*TEXTE:*
◆ ◆ ◆

Moulins Jacquot / A la demande d’un client, la SAS Moulin Jacquot a rejoint depuis trois ans la filière blé CRC label rouge. Cette année, 2 675 tonnes de ce blé certifié ont été produites, avec une plus-value de 13,60 euros/T en moyenne.
Le sept août dernier à Corre, une vingtaine de cultivateurs haut-saônois se sont réunis à l’invitation de Moulin Jacquot, organisme stockeur, pour dresser le bilan de la campagne de production de blé CRC (Culture Raisonnée Contrôlée), et aborder les prochaines évolutions du cahier des charges, ainsi que les perspectives de croissance de cette filière. « C’est la troisième récolte cette année, a détaillé Angélique Maire, la directrice opérationnelle et commerciale : après deux campagnes de probation, nous avons intégré le club CRC à part entière. Cette campagne s’est globalement bien passée au niveau de la météo, avec de bonnes conditions de récolte. On a de bons PS 81,2 en moyenne, une bonne note de panification, on ne devrait pas avoir de souci avec les niveaux de mycotoxines – nous n’avons pas encore les résultats des analyses libératoires pour les DON et les autres contaminants… le seul bémol, c’est le taux de protéine, inférieur de 1 point à la norme de 11,5 %. C’est le cas pour tous les blés français cette année, ce qui fait que nous n’avons pas été déclassés à cause de ce critère. »

◆ ◆ ◆

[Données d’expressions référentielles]
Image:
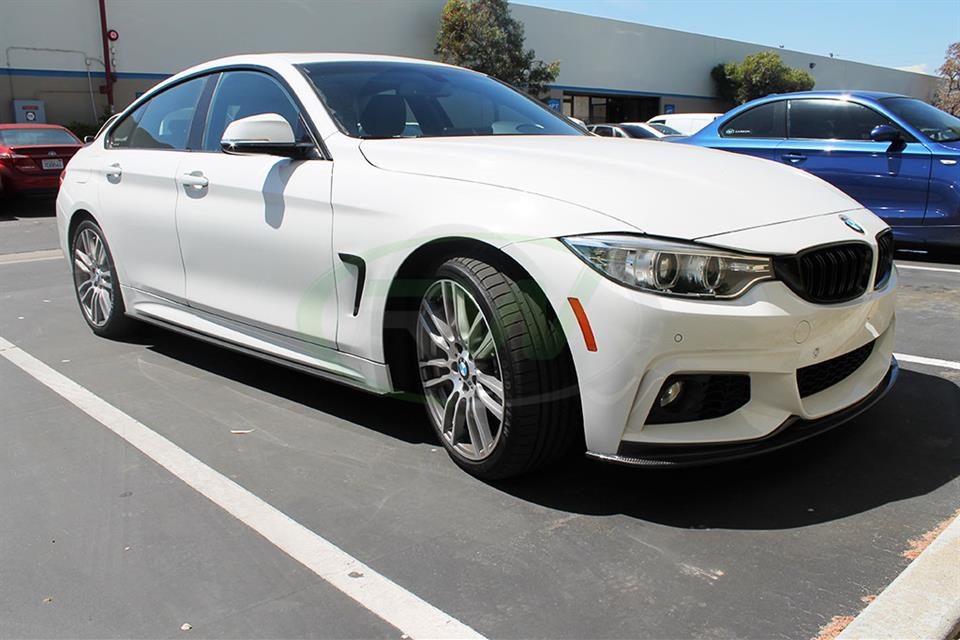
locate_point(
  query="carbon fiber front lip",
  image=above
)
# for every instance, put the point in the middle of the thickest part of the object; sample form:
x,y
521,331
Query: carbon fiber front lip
x,y
793,430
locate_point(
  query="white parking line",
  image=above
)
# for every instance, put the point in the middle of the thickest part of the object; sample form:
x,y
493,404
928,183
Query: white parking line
x,y
922,602
30,256
933,362
410,614
919,268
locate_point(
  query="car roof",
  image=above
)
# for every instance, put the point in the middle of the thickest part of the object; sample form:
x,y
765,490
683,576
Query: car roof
x,y
869,95
685,115
268,59
31,125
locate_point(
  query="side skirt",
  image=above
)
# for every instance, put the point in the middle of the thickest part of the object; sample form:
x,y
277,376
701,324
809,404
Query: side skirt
x,y
316,360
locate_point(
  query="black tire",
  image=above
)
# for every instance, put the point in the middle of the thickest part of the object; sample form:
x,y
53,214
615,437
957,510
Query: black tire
x,y
115,323
542,416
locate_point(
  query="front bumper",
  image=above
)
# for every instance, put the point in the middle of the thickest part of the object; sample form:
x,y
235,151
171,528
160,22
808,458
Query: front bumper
x,y
768,334
792,431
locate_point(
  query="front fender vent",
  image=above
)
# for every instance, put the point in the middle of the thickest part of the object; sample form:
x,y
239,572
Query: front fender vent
x,y
884,258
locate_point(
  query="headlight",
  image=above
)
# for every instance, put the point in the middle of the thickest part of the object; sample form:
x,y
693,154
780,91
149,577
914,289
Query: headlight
x,y
675,268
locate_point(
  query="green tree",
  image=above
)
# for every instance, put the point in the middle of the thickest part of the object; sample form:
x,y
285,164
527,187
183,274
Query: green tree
x,y
483,36
758,75
948,94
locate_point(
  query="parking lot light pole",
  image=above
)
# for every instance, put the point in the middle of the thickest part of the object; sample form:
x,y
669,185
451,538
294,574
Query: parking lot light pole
x,y
108,67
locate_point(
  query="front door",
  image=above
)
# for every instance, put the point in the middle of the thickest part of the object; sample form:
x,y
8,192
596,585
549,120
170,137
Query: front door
x,y
137,192
255,230
831,139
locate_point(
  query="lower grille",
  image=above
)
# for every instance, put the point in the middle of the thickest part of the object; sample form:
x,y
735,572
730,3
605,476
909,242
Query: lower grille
x,y
884,258
702,397
828,274
817,377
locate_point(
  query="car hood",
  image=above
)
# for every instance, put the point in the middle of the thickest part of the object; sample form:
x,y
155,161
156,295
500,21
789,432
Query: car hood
x,y
672,190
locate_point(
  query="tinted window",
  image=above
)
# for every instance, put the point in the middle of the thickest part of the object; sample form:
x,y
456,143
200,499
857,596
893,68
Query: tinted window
x,y
27,136
390,100
766,121
935,124
163,122
241,94
637,132
664,129
833,120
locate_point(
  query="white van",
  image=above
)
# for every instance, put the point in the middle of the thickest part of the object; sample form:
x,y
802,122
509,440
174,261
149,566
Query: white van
x,y
686,123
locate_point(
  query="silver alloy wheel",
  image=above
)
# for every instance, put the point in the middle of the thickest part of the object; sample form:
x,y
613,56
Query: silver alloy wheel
x,y
92,277
460,370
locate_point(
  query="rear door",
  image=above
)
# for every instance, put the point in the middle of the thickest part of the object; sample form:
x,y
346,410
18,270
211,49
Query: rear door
x,y
755,132
256,234
138,191
831,139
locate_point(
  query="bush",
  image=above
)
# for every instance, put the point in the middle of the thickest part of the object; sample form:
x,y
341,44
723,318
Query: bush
x,y
758,75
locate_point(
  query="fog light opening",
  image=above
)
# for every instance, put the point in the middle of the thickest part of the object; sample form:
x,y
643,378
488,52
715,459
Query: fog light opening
x,y
670,393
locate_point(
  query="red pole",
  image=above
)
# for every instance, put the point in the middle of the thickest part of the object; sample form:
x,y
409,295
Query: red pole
x,y
106,53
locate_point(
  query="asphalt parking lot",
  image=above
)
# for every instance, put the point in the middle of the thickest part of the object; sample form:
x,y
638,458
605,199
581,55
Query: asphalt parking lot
x,y
98,540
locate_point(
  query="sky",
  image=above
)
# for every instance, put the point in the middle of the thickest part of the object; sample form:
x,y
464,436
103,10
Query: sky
x,y
906,34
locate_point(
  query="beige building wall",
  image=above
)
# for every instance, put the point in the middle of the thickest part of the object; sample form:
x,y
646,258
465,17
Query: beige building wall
x,y
597,55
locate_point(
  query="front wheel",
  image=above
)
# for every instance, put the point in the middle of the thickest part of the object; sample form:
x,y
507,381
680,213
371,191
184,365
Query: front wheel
x,y
95,282
497,379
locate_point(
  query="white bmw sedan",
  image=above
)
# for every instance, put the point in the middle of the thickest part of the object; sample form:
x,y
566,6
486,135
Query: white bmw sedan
x,y
406,226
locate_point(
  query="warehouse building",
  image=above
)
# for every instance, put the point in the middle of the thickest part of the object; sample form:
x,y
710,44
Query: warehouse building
x,y
57,52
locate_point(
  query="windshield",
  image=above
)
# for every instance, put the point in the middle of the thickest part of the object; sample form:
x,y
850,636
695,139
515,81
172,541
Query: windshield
x,y
665,130
936,125
26,137
405,100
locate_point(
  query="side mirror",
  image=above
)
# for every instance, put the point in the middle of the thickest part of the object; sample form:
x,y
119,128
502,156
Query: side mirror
x,y
262,134
885,133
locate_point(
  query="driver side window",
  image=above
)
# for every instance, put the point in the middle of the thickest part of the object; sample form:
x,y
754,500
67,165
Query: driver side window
x,y
241,94
163,122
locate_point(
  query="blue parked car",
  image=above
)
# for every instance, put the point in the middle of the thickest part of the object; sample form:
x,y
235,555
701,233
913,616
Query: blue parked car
x,y
897,156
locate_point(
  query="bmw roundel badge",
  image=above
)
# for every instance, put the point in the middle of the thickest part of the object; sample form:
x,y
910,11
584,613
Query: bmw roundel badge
x,y
852,224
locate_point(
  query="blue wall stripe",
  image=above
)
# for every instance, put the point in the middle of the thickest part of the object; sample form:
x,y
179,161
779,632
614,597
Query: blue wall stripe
x,y
56,73
627,92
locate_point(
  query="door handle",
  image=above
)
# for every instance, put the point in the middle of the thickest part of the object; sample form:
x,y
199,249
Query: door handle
x,y
194,179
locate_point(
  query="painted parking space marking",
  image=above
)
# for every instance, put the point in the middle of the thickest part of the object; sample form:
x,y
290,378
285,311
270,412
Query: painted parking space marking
x,y
933,362
396,606
922,602
30,256
919,268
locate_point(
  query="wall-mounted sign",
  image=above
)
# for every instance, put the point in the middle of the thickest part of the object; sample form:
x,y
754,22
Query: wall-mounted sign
x,y
29,111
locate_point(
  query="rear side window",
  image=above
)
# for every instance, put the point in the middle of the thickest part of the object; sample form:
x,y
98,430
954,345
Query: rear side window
x,y
241,94
28,136
766,121
833,120
163,122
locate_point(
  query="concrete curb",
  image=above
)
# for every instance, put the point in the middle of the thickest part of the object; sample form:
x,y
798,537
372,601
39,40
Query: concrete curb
x,y
922,602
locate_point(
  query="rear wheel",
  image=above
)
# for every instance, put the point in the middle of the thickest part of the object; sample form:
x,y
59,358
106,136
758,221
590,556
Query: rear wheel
x,y
96,283
497,380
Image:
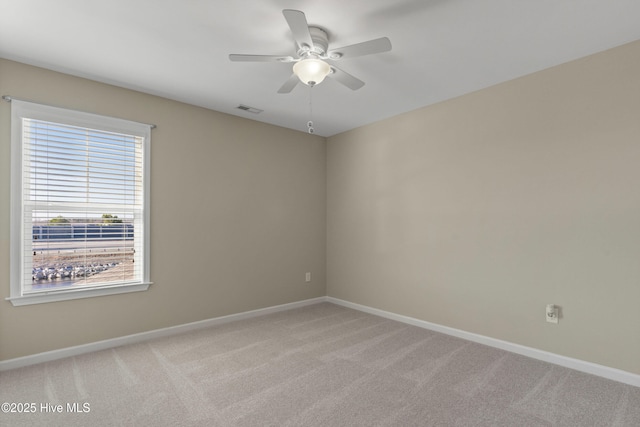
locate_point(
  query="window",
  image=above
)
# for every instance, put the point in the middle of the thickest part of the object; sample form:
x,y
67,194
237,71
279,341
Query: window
x,y
79,204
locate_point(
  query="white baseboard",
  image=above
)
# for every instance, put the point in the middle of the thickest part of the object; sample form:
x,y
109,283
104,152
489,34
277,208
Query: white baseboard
x,y
567,362
145,336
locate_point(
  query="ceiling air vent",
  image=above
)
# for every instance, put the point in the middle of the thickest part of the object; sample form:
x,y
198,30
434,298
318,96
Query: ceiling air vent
x,y
249,109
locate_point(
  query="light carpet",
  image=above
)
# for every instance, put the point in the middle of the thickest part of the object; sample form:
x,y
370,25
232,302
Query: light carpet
x,y
320,365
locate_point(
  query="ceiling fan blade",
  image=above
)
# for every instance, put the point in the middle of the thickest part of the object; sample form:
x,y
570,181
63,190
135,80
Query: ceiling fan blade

◆ ◆ ◆

*TRAVAIL DEMANDÉ:*
**1)** D’après le texte sur Moulin Jacquot, pourquoi le taux de protéine trop faible n’a-t-il pas entraîné de déclassement du blé ?
**2)** Recopiez la partie du texte sur Moulin Jacquot qui s’ouvre sur les mots « Moulins Jacquot / » et se termine par « euros/T en moyenne. ».
**3)** Selon le texte sur Moulin Jacquot, combien de tonnes de blé certifié ont été produites cette année ?

*CORRIGÉ:*
**1)** Le taux de protéine était inférieur de 1 point à la norme de 11,5 %. Comme c’était le cas pour tous les blés français cette année, ce critère n’a pas entraîné de déclassement.

**2)**
Moulins Jacquot / A la demande d’un client, la SAS Moulin Jacquot a rejoint depuis trois ans la filière blé CRC label rouge. Cette année, 2 675 tonnes de ce blé certifié ont été produites, avec une plus-value de 13,60 euros/T en moyenne.

**3)** 2 675 tonnes.